▶ Task requirements
Your copy must hold all of the data below, unchanged and without images.

▶ Excerpted records
<<<<

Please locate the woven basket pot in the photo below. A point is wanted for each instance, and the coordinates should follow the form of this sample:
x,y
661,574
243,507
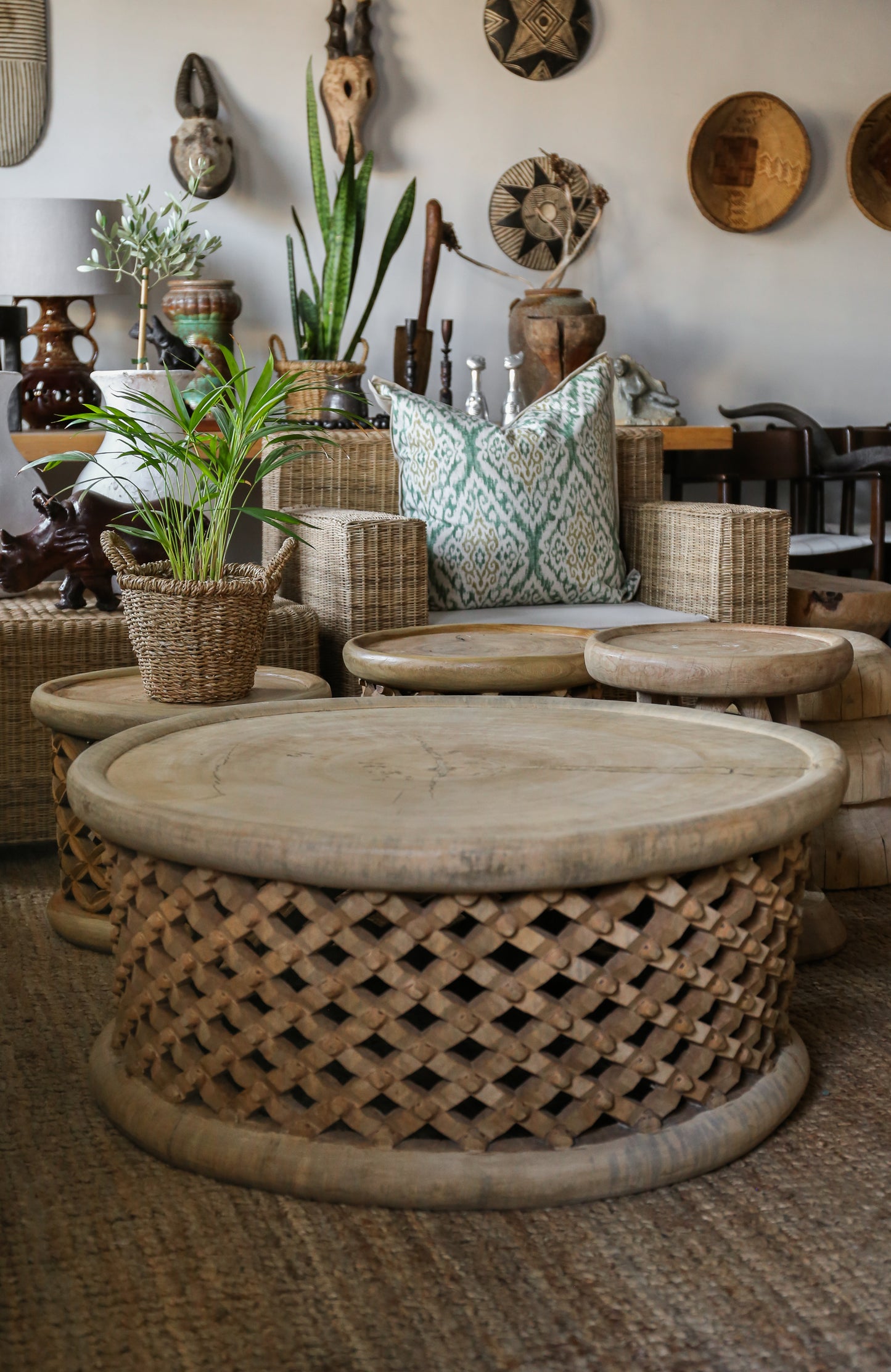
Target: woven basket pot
x,y
308,405
197,642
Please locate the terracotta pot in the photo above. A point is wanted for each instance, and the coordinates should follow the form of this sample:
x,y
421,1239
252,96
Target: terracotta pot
x,y
557,331
202,313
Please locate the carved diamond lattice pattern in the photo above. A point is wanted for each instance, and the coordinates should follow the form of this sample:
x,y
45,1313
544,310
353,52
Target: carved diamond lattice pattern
x,y
379,1019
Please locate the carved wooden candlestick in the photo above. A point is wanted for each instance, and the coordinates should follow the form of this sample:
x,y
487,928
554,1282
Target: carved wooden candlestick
x,y
412,362
57,384
446,365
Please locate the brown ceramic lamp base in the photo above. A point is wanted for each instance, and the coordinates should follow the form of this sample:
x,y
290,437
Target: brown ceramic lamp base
x,y
57,384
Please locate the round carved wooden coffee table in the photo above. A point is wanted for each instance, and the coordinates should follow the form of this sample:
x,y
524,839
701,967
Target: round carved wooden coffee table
x,y
760,671
454,953
81,709
472,659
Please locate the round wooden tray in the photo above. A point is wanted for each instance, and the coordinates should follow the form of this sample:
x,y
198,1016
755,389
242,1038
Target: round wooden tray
x,y
749,162
456,793
717,660
254,1155
101,705
869,163
472,658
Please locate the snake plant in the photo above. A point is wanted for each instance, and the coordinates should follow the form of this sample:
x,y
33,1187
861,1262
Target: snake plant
x,y
318,319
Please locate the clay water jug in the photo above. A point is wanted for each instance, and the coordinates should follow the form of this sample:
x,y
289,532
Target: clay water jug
x,y
557,331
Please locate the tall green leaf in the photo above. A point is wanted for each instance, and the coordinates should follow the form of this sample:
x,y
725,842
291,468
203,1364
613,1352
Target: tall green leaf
x,y
396,232
320,181
295,304
337,276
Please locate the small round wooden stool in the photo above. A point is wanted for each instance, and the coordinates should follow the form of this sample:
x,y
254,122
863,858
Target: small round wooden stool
x,y
81,709
472,660
761,671
454,953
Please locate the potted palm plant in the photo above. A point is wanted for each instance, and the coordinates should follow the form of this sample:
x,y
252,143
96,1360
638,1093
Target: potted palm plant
x,y
320,317
197,622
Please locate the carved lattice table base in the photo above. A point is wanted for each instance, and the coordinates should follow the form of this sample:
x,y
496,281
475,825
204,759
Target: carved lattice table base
x,y
438,1027
80,910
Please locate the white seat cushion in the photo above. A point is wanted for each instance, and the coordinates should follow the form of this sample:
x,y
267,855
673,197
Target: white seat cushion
x,y
567,616
821,543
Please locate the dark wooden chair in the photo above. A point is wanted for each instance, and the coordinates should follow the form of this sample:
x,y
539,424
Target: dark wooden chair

>>>>

▶ Answer section
Please locate the woven basket pot in the photo below. A point is wanted for each instance, and the coordinates should follow the form of this sample:
x,y
661,574
243,507
Target: woven basket pot
x,y
308,405
197,642
Please locate the terracotta pot in the photo above. A point is wanted for each instance, and the coordinates should follow the form of this sample:
x,y
421,1239
252,96
Target: terracotta pot
x,y
557,331
202,313
Please locate the carved diamond lattice pattern in the photo above. A point is wanted for each instance, and the coordinates should follow the form of this sample:
x,y
45,1313
544,310
353,52
Target: carved diamond lattice pattern
x,y
379,1019
Please locate the carved wooden candlestick in the photo above. A point is wanted for each instance, and the coordinates should follow the form of this sample:
x,y
487,928
554,1282
Target: carved wooden candlestick
x,y
412,362
57,384
446,365
Please locate the brown ceramic lamp base in the photo above. A point is wanted for each instance, and the coordinates should follow the form of this sample:
x,y
290,437
Target: brown ceramic lamp base
x,y
57,384
Please locate the round carved wooden coffee table in the photo above. A point is wanted for each instance, and the coordinates should follow the form of this sample:
x,y
524,839
701,967
Target: round carved wooden coffee table
x,y
760,671
454,953
81,709
472,659
Please locate the round wooden tray in the photo above. A point is wanted for each instance, and the coordinates should follow the form of this sample:
x,y
198,1016
755,389
242,1038
Target: round wooden tray
x,y
749,162
456,793
717,660
254,1155
101,705
869,163
472,658
Please locate the snake plant in the photo above. A point is wanted for each instance, and the coordinates should follow the form of this sample:
x,y
33,1187
861,1262
Target: snake plant
x,y
318,319
Please locate the clay water jug in the photo above. A point is wanted for each instance, and the coordinates should follow the form of this sample:
x,y
289,532
Target: clay water jug
x,y
557,331
Please locate the tall green leaf in the photo above. A point is wanted for each instance, and the coordinates should follow the form of this sample:
x,y
725,842
291,468
203,1364
613,1352
Target: tall green leaf
x,y
396,232
320,181
295,304
337,276
Please locate the small round wooden stool in the photo above. A point is wanted for each instance, and the coordinates should follow the form of this sample:
x,y
254,122
863,858
Target: small round wooden stool
x,y
81,709
472,660
761,671
454,953
Please locate the potted palm plant in the photo above. A point is wanted for each instance, and the coordinates should follow the form of this sample:
x,y
252,143
96,1360
638,1093
Target: potted palm plant
x,y
320,317
197,622
Please locate the carved lattice table base in the photo above. A point is wanted for each instance, and the coordinates should follow the form of this sample:
x,y
496,281
475,825
204,759
Target: carved lattice table base
x,y
438,1027
80,910
Please locate the white seat cushion in the photo above. A point is wanted for each instance, and the coordinates should follow the form of this sample:
x,y
267,855
673,197
Target: white seat cushion
x,y
567,616
821,543
Please locate the dark wooden chair in the photo above. A point is wanted for each instance, and the coordinates should follow the form of this sample:
x,y
539,424
Target: dark wooden chair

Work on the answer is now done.